▶ **Required work**
a – From the news roundup, print the part starting with "This is why" and going on through "for visually-impaired gamers.", word for word.
b – According to the news roundup, who hosted the San Francisco mayoral debate at the Castro Theater?

▶ **Provided passage**
━━━━━━━━━━

2. How can we make video games more accessible?

Video games often get a bad name for being socially isolating for kids. But for many, they can actually be their biggest social connection to the outside world. Deep, lifelong friendships can be made between gamers, even though they may never meet in person.

This is why I think it's so cool that some in the gaming industry are taking steps to make games more accessible to people with disabilities. KQED's Rachael Myrow talked to folks who are trying to make things easier for visually-impaired gamers.

3. Never a dull moment in San Francisco politics

San Francisco mayoral candidates Angela Alioto, London Breed, Richie Greenberg, Jane Kim and Amy Farah Weiss at a debate in the Castro Theater in San Francisco on March 19, 2018.
San Francisco mayoral candidates Angela Alioto, London Breed, Richie Greenberg, Jane Kim and Amy Farah Weiss at a debate in the Castro Theater in San Francisco on March 19, 2018. (Samantha Shanahan/KQED)

KQED's senior politics editor Scott Shafer had been talking for days about the potential for things to get interesting at the San Francisco mayoral debate he was hosting at the Castro Theater. And he was right.

Five candidates were invited. One of them couldn't make it. And then one who wasn't invited, Amy Farah Weiss, literally fought her way onto the debate stage.

━━━━━━━━━━

▶ **Information provided**
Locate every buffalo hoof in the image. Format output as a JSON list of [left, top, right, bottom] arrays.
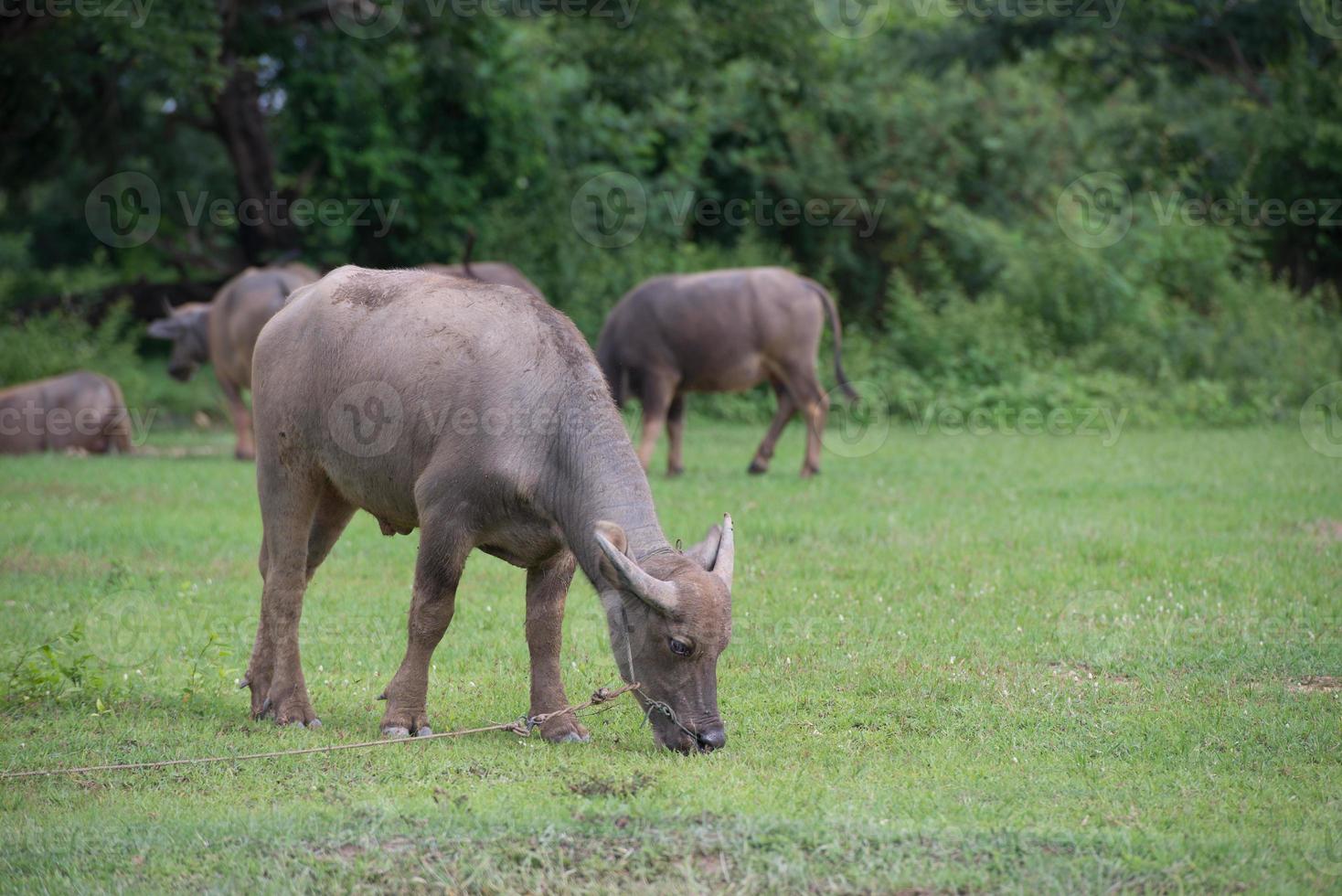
[[541, 712, 591, 743], [252, 698, 322, 729], [550, 731, 591, 743]]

━━━━━━━━━━

▶ **Task-by-task results**
a –
This is why I think it's so cool that some in the gaming industry are taking steps to make games more accessible to people with disabilities. KQED's Rachael Myrow talked to folks who are trying to make things easier for visually-impaired gamers.

b – KQED's senior politics editor Scott Shafer hosted it.